Aim of the exercise. Please copy the entries below exactly, from the line containing "Would you mind pinning the short" through the end of the entries, including both ends.

───── Task data ─────

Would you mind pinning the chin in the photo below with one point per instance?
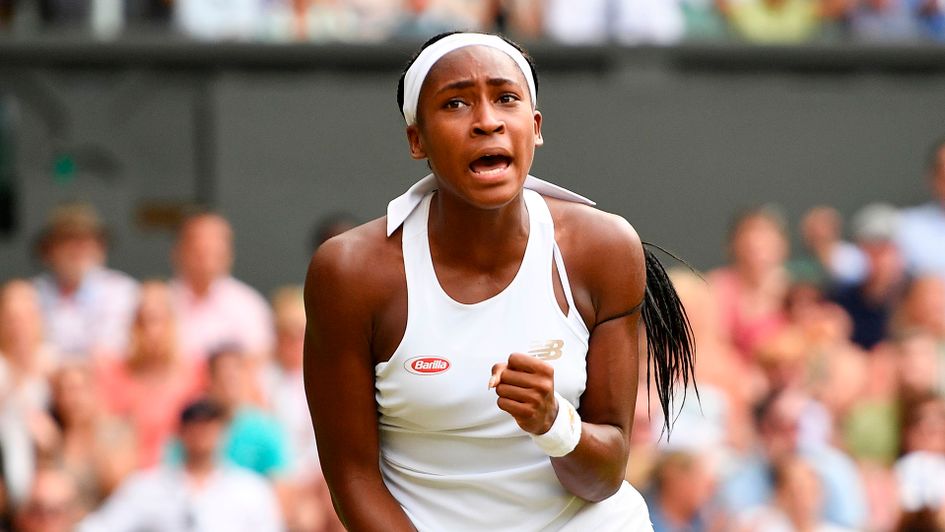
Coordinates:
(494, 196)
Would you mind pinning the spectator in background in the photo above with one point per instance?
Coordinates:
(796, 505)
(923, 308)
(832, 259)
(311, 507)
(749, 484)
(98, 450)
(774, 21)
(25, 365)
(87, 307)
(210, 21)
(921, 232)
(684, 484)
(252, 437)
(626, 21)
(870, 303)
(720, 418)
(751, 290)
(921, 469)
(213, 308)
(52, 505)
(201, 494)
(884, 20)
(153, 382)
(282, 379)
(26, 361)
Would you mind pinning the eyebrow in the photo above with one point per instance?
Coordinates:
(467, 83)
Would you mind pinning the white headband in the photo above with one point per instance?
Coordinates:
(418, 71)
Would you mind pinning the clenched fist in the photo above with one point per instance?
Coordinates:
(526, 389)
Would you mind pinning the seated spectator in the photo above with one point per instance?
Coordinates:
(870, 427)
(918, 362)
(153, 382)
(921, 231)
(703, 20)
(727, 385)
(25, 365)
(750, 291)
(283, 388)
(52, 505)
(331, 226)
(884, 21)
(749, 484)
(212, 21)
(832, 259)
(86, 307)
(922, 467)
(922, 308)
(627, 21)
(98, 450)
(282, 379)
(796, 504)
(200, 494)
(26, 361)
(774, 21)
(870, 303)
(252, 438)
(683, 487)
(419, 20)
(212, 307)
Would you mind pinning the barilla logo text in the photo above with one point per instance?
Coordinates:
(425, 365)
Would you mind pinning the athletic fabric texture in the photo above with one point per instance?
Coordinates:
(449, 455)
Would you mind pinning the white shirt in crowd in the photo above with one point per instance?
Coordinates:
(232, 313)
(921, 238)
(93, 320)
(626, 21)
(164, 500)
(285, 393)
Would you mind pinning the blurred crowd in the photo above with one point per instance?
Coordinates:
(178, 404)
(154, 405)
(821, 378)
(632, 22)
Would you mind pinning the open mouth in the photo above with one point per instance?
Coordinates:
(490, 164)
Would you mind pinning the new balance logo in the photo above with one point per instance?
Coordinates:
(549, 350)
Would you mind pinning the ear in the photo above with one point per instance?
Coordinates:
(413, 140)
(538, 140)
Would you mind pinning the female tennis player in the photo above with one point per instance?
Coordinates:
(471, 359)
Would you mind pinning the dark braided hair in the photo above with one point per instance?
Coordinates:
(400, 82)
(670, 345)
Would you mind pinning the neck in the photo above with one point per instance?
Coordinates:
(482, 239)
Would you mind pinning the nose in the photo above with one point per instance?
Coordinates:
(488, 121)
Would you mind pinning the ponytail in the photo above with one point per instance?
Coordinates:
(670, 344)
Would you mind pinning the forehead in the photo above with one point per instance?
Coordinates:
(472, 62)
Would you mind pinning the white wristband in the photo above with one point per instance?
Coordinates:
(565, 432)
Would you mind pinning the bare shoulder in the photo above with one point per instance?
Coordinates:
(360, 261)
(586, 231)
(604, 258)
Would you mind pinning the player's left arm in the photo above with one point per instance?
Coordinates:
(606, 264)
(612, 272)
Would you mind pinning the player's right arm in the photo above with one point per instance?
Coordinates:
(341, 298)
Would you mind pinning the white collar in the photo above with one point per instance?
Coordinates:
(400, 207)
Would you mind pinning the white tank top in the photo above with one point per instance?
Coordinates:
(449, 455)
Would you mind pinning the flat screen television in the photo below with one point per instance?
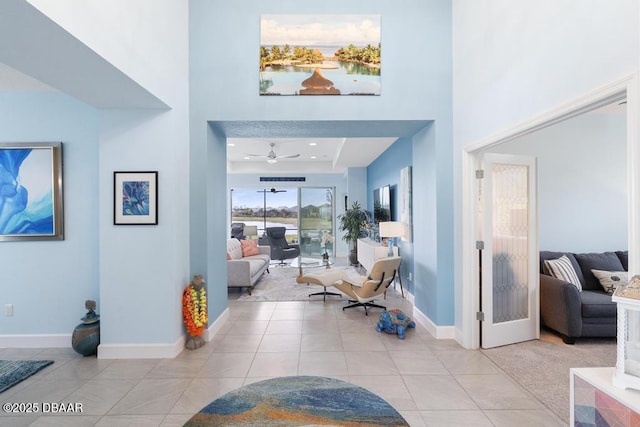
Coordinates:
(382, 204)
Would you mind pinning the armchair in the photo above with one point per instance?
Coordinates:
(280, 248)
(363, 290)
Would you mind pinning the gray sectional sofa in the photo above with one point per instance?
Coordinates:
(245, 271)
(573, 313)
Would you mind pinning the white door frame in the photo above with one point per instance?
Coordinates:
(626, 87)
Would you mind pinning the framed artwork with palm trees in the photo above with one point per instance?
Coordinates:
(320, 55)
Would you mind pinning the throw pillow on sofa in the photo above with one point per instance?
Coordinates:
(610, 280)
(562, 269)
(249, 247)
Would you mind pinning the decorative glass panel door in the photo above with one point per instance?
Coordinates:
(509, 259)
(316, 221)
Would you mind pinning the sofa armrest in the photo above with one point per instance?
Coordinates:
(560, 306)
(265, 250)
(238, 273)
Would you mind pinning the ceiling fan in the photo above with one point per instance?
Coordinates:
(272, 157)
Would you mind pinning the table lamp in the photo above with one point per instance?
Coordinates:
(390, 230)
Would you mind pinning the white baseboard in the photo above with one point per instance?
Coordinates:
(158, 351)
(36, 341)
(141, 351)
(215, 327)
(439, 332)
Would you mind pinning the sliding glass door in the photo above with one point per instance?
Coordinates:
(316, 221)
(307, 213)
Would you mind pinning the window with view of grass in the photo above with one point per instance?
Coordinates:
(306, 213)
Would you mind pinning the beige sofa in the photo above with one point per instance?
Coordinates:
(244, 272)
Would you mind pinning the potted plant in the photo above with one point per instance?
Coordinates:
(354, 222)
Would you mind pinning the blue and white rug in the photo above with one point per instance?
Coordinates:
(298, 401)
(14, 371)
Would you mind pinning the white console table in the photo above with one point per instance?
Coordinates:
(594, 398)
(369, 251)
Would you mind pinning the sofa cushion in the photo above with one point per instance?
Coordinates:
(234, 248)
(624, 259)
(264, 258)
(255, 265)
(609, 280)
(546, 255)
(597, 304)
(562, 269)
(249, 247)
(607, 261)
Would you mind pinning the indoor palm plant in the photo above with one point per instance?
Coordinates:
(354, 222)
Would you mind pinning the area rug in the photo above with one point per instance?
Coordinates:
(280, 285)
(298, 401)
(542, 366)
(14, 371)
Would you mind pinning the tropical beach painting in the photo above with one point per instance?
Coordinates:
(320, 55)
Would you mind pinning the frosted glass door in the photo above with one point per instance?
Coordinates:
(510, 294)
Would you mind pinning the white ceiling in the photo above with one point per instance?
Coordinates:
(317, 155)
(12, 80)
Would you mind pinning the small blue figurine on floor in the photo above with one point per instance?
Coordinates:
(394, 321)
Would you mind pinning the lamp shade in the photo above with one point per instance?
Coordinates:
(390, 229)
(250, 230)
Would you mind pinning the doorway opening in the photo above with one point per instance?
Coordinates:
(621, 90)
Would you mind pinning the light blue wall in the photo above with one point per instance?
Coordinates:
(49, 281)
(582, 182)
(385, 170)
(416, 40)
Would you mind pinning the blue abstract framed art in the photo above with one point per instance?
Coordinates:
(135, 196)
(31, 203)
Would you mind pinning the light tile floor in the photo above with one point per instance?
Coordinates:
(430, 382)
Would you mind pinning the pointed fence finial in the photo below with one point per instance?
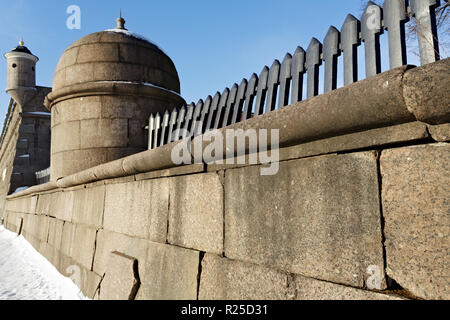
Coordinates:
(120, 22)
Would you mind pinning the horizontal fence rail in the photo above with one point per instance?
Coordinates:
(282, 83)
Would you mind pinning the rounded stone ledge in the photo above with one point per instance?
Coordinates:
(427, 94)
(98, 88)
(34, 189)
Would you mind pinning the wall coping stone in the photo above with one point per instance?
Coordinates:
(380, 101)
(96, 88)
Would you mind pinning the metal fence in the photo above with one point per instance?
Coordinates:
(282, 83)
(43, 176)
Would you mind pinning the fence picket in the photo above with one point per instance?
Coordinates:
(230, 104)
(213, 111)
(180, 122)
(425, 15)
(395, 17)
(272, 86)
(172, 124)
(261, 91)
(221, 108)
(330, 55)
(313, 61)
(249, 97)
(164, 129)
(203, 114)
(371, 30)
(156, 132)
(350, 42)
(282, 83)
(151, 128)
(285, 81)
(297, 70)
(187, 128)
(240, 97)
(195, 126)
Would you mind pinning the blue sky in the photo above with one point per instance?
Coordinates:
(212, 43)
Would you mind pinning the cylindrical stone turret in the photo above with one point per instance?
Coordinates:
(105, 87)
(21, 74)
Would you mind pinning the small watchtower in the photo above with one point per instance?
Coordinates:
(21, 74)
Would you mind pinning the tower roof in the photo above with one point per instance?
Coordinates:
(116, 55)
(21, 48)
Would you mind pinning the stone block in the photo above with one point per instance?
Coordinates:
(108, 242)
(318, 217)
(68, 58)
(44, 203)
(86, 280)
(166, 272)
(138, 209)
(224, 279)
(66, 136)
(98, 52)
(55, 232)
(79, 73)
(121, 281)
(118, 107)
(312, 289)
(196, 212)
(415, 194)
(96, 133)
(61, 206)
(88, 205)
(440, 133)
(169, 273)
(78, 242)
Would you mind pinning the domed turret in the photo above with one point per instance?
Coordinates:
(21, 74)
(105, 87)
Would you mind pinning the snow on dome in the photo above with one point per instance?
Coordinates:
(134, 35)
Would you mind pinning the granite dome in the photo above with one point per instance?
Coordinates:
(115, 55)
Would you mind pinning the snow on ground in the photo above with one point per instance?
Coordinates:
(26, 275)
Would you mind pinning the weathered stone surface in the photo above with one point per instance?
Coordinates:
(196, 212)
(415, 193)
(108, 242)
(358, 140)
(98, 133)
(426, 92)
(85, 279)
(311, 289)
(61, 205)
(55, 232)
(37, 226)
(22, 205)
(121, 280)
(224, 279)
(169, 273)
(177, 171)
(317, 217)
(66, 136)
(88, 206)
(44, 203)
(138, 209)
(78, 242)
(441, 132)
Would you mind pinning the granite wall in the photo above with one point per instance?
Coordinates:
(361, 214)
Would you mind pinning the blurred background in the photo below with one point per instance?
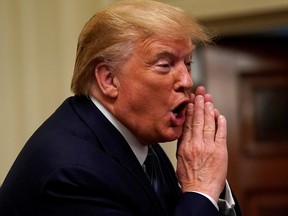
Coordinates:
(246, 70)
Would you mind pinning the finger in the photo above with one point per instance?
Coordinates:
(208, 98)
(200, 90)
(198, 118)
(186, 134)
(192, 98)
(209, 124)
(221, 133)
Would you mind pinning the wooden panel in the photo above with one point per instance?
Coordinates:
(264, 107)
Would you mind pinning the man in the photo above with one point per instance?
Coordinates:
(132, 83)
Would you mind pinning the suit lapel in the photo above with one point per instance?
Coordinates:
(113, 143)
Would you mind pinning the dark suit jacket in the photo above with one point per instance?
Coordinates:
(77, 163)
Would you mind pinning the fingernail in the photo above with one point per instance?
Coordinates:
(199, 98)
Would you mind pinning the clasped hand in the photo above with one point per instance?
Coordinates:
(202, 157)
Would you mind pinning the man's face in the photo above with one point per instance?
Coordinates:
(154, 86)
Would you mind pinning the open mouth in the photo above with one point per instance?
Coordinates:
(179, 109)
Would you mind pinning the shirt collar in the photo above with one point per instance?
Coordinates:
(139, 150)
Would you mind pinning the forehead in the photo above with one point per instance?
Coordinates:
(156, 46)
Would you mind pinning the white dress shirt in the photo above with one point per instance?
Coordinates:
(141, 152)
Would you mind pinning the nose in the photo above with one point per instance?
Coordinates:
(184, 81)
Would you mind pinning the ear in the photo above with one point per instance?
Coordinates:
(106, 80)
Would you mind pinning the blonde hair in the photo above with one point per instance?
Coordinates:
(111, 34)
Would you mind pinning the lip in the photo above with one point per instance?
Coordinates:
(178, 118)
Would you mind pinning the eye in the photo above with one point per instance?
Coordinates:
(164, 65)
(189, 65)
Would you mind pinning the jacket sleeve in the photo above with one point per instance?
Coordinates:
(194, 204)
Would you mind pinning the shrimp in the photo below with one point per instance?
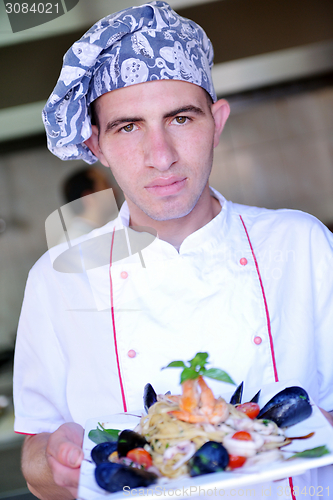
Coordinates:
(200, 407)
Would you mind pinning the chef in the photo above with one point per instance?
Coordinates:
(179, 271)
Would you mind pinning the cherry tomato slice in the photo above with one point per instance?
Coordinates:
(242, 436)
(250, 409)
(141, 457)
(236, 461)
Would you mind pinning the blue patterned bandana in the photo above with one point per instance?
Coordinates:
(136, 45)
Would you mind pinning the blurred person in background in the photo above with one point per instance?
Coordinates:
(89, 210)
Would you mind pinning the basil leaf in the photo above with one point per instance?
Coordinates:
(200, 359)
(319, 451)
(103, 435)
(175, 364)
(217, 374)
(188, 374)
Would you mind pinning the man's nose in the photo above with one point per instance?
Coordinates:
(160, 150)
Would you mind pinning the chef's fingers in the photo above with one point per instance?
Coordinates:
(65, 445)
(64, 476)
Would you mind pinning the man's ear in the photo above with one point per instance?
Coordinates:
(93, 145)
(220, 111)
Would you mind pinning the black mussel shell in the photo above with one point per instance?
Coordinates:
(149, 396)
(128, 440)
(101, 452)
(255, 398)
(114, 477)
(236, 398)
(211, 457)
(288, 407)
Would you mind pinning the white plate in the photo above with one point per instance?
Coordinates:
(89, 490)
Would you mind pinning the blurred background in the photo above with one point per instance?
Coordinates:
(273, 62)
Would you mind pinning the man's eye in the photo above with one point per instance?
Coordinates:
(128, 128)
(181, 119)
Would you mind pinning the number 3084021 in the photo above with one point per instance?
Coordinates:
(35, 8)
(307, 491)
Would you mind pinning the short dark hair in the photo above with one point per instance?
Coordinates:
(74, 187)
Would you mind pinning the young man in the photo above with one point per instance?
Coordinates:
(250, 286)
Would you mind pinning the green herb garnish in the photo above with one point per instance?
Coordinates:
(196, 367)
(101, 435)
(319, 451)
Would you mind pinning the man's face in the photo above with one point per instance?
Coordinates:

─────

Full response.
Would you mind pinning the short dark hair in the photo above with one point per instance?
Coordinates:
(74, 187)
Would you mind pinning the young man in the photo above with one point per instance?
Coordinates:
(250, 286)
Would you mind pinning the green herb garnish in the photo above with one point per instance?
Coordinates:
(196, 367)
(101, 435)
(319, 451)
Would you mind pinning the man's face in the photo above with one point per instance?
Coordinates:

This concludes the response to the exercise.